Tasks to complete:
(a) Transcribe the housing market passage from "In January of" to "across the country.".
(b) Using the housing market passage, decide whether each statement agrees with it, answering yes or no and quoting the words that settle it. (i) Celia Chen works as an economist at Moody's Analytics Inc. (ii) In January, real estate prices fell to a record low. (iii) Some analysts hold rising mortgage rates solely responsible for the shortage of interested borrowers.
(c) Resume the housing market passage after its final sentence.

Text passage:
---

But some analysts are saying that it’s not only the increasing mortgage rates that are to blame for the lack of interested borrowers. Some analysts believe that homeowners are holding out for home prices to fall even further from where they are right now, which could entice potential buyers who are looking for a great deal on a new home.
According to Celia Chen, an economist at Moody’s Analytics Inc., people are less likely to invest their money in a home if they think the housing prices have not hit the bottom yet. As the demand for homes weaken across the country, the home prices will weaken as well, making it more difficult for troubled homeowners to find buyers for their home.
In January of this year, prices for real estate dropped to a one-year low. In February, the number of homes purchased hit at a record low. Slower sales market for homes across the country are spreading across the country.

---

Record excerpts:

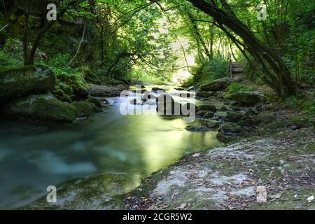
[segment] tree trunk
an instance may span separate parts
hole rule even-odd
[[[243,39],[246,50],[260,64],[263,71],[273,83],[278,94],[282,97],[295,94],[296,85],[293,81],[286,64],[273,50],[267,48],[254,36],[253,32],[237,18],[228,5],[224,5],[227,9],[223,10],[219,8],[214,1],[211,1],[211,3],[205,0],[188,1],[213,17],[220,26],[226,26]],[[270,71],[270,69],[272,72]]]

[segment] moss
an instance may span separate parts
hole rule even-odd
[[[315,203],[308,203],[307,198],[314,195],[314,188],[300,187],[297,190],[283,189],[280,190],[281,197],[271,200],[269,199],[267,203],[251,203],[247,208],[253,210],[314,210]],[[295,198],[294,195],[297,195]]]
[[[42,66],[29,66],[0,73],[0,102],[53,91],[56,79],[52,71]]]
[[[71,105],[76,108],[76,115],[77,118],[90,117],[96,112],[99,111],[93,104],[87,102],[76,102],[71,104]]]
[[[87,102],[93,104],[94,105],[95,105],[98,108],[102,108],[102,103],[99,100],[98,100],[97,99],[94,98],[94,97],[90,97],[89,98],[88,98],[88,99],[86,100]]]
[[[231,94],[243,92],[251,92],[254,90],[255,89],[253,88],[245,86],[237,82],[232,82],[225,89],[225,91],[224,92],[224,95],[226,97]]]
[[[139,185],[133,176],[103,174],[66,181],[57,187],[57,202],[46,197],[20,209],[125,209],[123,195]]]
[[[51,94],[31,95],[14,100],[5,106],[4,111],[40,121],[72,122],[76,120],[76,109]]]

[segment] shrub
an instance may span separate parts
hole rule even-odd
[[[228,95],[230,94],[243,92],[250,92],[255,90],[255,88],[247,87],[241,85],[239,83],[233,82],[229,85],[229,86],[225,89],[225,95]]]

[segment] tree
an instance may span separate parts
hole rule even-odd
[[[266,74],[264,80],[282,97],[294,95],[297,87],[292,80],[290,71],[281,58],[269,48],[232,10],[225,0],[188,0],[195,7],[211,16],[220,29],[237,45],[242,46],[260,63]],[[235,36],[239,36],[241,43]]]

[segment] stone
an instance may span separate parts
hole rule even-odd
[[[103,107],[102,105],[101,102],[98,99],[97,99],[95,97],[89,97],[88,98],[88,99],[86,100],[86,102],[89,102],[89,103],[91,103],[91,104],[93,104],[94,105],[95,105],[98,108],[102,108]]]
[[[207,118],[212,118],[214,117],[214,113],[212,112],[212,111],[206,111],[204,114],[204,116],[203,116],[203,118],[206,118],[206,119],[207,119]]]
[[[244,114],[242,113],[227,112],[227,114],[225,117],[225,120],[228,122],[237,122],[243,117]]]
[[[73,102],[71,105],[76,108],[76,116],[77,118],[90,117],[102,111],[100,108],[88,102]]]
[[[214,105],[200,105],[198,106],[199,111],[208,111],[214,113],[216,112],[216,108]]]
[[[253,106],[262,102],[264,95],[258,92],[243,92],[230,94],[226,98],[245,106]]]
[[[76,113],[74,106],[50,94],[15,99],[5,106],[4,111],[14,117],[51,122],[72,122]]]
[[[223,78],[217,79],[211,83],[204,84],[200,86],[201,91],[224,91],[229,85],[235,81],[232,78]]]
[[[52,92],[56,78],[52,69],[29,66],[0,72],[0,104],[33,94]]]
[[[260,112],[257,116],[257,120],[262,124],[269,124],[276,120],[276,116],[272,112]]]

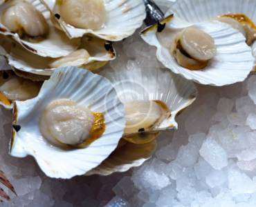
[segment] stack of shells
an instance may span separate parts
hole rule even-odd
[[[143,1],[3,1],[0,104],[13,111],[10,154],[31,155],[47,176],[62,179],[143,164],[196,99],[193,82],[222,86],[252,71],[246,23],[217,19],[232,11],[256,19],[239,2],[210,13],[223,2],[178,0],[140,33],[166,68],[129,70],[104,66],[116,57],[112,43],[143,25]]]

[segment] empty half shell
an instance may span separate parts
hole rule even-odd
[[[121,139],[117,148],[100,166],[86,173],[86,175],[109,175],[123,172],[131,168],[141,166],[149,159],[156,148],[156,136],[147,144],[137,144]]]
[[[11,37],[37,55],[60,57],[80,45],[79,39],[69,39],[53,26],[50,12],[39,0],[4,1],[0,5],[0,34]]]
[[[111,43],[86,36],[82,38],[77,50],[60,58],[38,56],[6,38],[0,40],[0,53],[17,70],[42,76],[49,76],[56,68],[64,66],[77,66],[93,70],[116,58]]]
[[[10,155],[34,157],[51,177],[84,175],[117,147],[124,114],[108,80],[76,67],[58,68],[37,97],[15,102]]]
[[[200,68],[202,69],[196,70],[185,68],[172,52],[176,37],[191,26],[208,34],[216,47],[216,54],[206,64],[204,61],[196,62],[197,66],[204,64]],[[145,29],[141,37],[149,45],[156,47],[156,57],[165,67],[201,84],[221,86],[242,81],[253,68],[254,58],[244,36],[230,26],[218,21],[192,24],[170,15],[158,25]],[[194,64],[191,54],[188,53],[188,51],[180,52],[180,57],[184,57],[181,60],[188,64]]]
[[[146,17],[140,0],[44,0],[57,24],[70,38],[91,33],[120,41],[140,28]]]
[[[176,115],[196,97],[192,81],[165,69],[123,67],[100,74],[111,81],[125,105],[124,137],[133,143],[152,141],[145,136],[147,133],[176,129]]]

---

Response list:
(a)
In January of this year, prices for real estate dropped to a one-year low. In February, the number of homes purchased hit at a record low. Slower sales market for homes across the country are spreading across the country.

(b)
(i) Yes: "Celia Chen, an economist at Moody’s Analytics Inc."
(ii) No: "In January of this year, prices for real estate dropped to a one-year low."
(iii) No: "it’s not only the increasing mortgage rates that are to blame for the lack of interested borrowers"

(c)
However, that’s not to say that the increased mortgage rates aren’t playing a role in the slowing real estate market. Last week, the average interest rate for a 30-year fixed rate loan went up from 4.80 the previous week to 4.92 percent. For a 15-year fixed rate loan, the average rate went from 4.02 to 4.16 in the matter of a week. And it’s not only home buyers who are putting on the brakes. Current homeowners who are looking to refinance are also becoming fewer and fewer. In recent weeks, the percent applying for a mortgage refinance has dropped from 66.4 percent to 64.3 percent of all mortgage applicants.
Those in the real estate and mortgage industry aren't giving up hope. They are anticipating the spring selling season of 2011 to see what the market holds in terms of buyers. Nobody is sure about how this busiest selling time of the year is going to play out yet. Is it going to be the start of a massive recovery for the housing industry and the economy in general? Or is it going to fizzle out and require everybody to be more patient while waiting for an actual recovery?
How do you think this season is going to compare?